Object pointing dataset rows:
====
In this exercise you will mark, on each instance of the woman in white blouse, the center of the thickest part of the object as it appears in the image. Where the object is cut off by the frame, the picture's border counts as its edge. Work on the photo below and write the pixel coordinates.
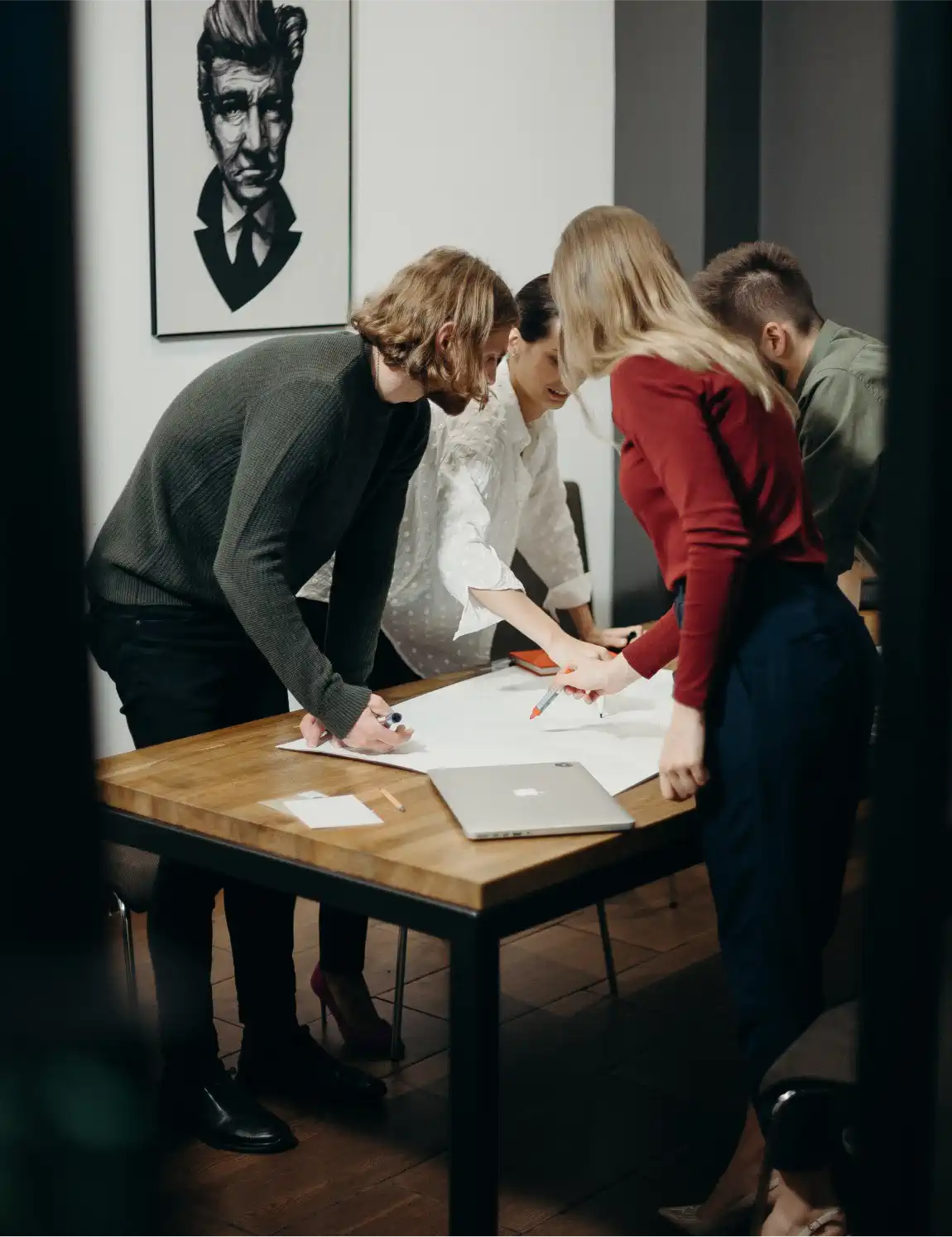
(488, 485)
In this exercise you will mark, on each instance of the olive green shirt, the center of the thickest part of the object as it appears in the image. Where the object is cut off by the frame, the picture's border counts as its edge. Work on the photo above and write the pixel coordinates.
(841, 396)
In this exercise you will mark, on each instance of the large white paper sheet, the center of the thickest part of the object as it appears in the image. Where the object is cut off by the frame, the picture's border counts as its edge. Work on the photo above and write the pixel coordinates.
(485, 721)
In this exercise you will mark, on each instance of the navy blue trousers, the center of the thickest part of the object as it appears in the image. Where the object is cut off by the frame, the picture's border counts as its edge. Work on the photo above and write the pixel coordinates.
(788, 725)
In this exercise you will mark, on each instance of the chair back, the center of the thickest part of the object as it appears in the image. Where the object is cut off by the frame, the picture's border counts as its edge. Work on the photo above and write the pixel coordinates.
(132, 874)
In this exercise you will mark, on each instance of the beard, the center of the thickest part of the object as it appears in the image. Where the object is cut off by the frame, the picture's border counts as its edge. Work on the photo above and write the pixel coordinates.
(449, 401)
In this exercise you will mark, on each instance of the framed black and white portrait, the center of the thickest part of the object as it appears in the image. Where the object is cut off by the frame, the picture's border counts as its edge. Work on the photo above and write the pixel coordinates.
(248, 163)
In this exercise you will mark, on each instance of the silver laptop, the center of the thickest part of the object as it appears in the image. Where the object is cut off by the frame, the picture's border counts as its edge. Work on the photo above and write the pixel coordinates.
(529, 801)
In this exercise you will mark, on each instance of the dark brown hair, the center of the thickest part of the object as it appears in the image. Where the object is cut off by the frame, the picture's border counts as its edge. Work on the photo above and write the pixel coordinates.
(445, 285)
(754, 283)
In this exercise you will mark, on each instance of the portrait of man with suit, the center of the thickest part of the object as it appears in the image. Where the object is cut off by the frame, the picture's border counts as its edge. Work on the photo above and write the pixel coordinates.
====
● Request: Give every line above again exactly, with no pictures.

● Full solution:
In this exercise you will mark, on each instance of the woman in white blouse, the center of the thickest part of the object as it appears in the image. Where the object is cut off by the frame, the picture's border counts as its edge. Work on the photo below and write the pixel coordinates.
(488, 485)
In this exercise you will mark, on each instance of the olive green shirt, the center of the thickest part of the object as it appears in the image. Where the object is cut off by the frame, the picture's border counts as its edge. Work on the photo above and write the pixel coordinates.
(841, 396)
In this exercise you will mark, on each instance of the large white paper sheet, the center of the thickest part of the object as it appears in the image. Where the object is cut off by the frame, the picture's border counts as its edge. Work on the photo above and write the pixel coordinates.
(485, 721)
In this exercise you will mark, on each instance of the navy blue trousers, the center of the thickest part of the object as it appears in the image. Where the object is cut off by the frame, the picture's border counts as its edge. Work on the photo above and write the pixel coordinates.
(788, 725)
In this exercise you will mark, on each instance of the chair back, the center of the thickest part of the object as it appears in the image. Where the object is cut off by the frame, the picture's border counts as its edge. Work on the photo above and write the pixel coordinates.
(132, 874)
In this exercise you will mark, on each instance of the beard, the center of the thickest part of the object as it appears in the image. Where the object is cut off by the frame, the picture's border counts as its edge. Work on the photo above and write the pixel coordinates.
(449, 401)
In this exercise you will mark, on each instance of the framed black and white portrait, the center of the thickest part of the object as it appears in the image. Where the object is cut off by the frame, the picture's border counts as its edge. Work on the photo above and write the pixel coordinates.
(248, 163)
In this exercise you will mark, on each instance of the silver laptop, the center of the thickest part of the object as it appears in the image. Where the object is cut off by the frame, the picture's border counts as its edge. Work on the photo above and write the pixel coordinates.
(529, 801)
In this exercise you will mark, on each instance of the dark brown hair, the center of the thickest part of the object as it appears in the image. Where the object is cut off by the frame, the picture's border counts as its edge. Work on the photo above and write the pixel coordinates.
(445, 285)
(754, 283)
In this exercise you will mark, on each instance of the portrait of man with suit, the center of the thickest part of the object as it appears in the image. Where the object is cut off by the frame, the picture's border counts as its edge. Work on the photo above and write the pixel coordinates.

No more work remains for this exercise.